Caro direttore,
ho visto che il tuo tweet sta rimbalzando qua e là su X, rilanciato anche da molti addetti ai lavori e da qualche amicizia virtuale (e non solo) comune.
LE INCREDIBILI PAROLE DEL PRESIDENTE DEGLI EDITORI NEL CHIEDERE ALTRI FONDI ALLO STATO PER I GIORNALI
«Se i politici non ci considerano una fonte primaria da sostenere, non possono poi chiederci di coprire tutte le loro attività. Se non troveremo le risorse, ridurremo gli spazi,…
— Michele Arnese (@Michele_Arnese) December 16, 2025
Questa volta non posso contestare alcunché: quelle che hai sottolineato sono parole imbarazzanti. Fanno quasi credere che nei giornali – ma qui attendo lumi da voi giornalisti, io come sai sono solo un osservatore puntuto e forse un po’ pedante – viga la consuetudine di “brandizzare” le interviste ai politici.

*ESTRATTI DI DATI*:
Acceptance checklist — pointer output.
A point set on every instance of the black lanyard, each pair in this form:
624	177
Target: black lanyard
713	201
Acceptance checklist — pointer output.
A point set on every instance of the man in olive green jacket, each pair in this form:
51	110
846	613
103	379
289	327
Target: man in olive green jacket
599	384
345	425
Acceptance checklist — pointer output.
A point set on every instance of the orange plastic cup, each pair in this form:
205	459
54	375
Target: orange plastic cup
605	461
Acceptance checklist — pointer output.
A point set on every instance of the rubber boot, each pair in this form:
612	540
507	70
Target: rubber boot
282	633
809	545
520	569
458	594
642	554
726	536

--

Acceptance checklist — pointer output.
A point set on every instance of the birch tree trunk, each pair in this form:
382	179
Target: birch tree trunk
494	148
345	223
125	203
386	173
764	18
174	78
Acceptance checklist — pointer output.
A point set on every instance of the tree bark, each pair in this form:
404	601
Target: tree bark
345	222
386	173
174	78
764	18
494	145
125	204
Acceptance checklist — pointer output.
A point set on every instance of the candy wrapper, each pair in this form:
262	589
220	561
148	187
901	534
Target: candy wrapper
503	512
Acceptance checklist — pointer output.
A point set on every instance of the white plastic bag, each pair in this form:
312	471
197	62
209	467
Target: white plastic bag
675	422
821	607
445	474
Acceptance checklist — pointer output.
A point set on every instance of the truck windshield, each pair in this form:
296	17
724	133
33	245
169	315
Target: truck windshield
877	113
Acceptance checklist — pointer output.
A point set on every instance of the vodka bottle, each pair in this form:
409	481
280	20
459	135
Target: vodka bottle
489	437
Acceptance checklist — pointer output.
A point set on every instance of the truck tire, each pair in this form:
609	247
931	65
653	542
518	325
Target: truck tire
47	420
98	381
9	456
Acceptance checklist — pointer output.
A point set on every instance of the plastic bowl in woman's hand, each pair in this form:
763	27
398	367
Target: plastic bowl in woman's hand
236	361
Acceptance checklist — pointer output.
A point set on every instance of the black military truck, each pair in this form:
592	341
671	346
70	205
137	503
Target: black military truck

---

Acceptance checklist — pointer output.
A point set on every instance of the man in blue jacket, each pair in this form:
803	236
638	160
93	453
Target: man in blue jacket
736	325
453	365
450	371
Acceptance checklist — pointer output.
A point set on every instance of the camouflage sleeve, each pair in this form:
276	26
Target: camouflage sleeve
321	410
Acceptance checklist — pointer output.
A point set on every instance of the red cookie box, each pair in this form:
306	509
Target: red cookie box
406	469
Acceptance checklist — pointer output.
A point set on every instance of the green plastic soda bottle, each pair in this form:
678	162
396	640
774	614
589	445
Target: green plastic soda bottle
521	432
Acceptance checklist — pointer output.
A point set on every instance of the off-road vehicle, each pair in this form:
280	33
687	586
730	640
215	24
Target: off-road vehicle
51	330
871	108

*CONSEGNE*:
**a.** Aggiorna il passo della lettera al direttore che parte da "LE INCREDIBILI PAROLE" e prosegue fino a "interviste ai politici.", mettendo "sconcertanti" al posto di "imbarazzanti".
**b.** Indica per favore la data del tweet di Michele Arnese riportato nella lettera al direttore.
I record non hanno alcun legame con il testo.

*RISPOSTE AI COMPITI*:
**a.**
LE INCREDIBILI PAROLE DEL PRESIDENTE DEGLI EDITORI NEL CHIEDERE ALTRI FONDI ALLO STATO PER I GIORNALI
«Se i politici non ci considerano una fonte primaria da sostenere, non possono poi chiederci di coprire tutte le loro attività. Se non troveremo le risorse, ridurremo gli spazi,…
— Michele Arnese (@Michele_Arnese) December 16, 2025
Questa volta non posso contestare alcunché: quelle che hai sottolineato sono parole sconcertanti. Fanno quasi credere che nei giornali – ma qui attendo lumi da voi giornalisti, io come sai sono solo un osservatore puntuto e forse un po’ pedante – viga la consuetudine di “brandizzare” le interviste ai politici.

**b.** Il 16 dicembre 2025.